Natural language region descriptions
--- START ---
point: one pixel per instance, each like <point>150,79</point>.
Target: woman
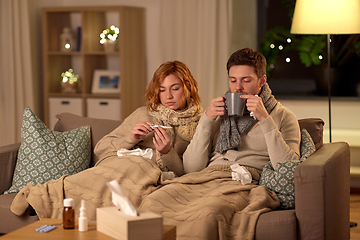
<point>172,101</point>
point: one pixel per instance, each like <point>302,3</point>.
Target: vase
<point>110,46</point>
<point>66,40</point>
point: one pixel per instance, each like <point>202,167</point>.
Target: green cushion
<point>45,155</point>
<point>281,180</point>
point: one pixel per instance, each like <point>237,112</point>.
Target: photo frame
<point>106,81</point>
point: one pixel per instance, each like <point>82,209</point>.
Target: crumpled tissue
<point>120,200</point>
<point>137,152</point>
<point>240,173</point>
--- END ---
● **WHAT TO WORK ON**
Each line that includes the string "like" should be copied from the data.

● **REPLY**
point: one pixel per instance, each like <point>150,79</point>.
point: one pixel per instance, each like <point>302,3</point>.
point: one pixel per instance, each like <point>202,167</point>.
point: one pixel per instance, each like <point>237,112</point>.
point: one pixel per instance, each like <point>82,209</point>.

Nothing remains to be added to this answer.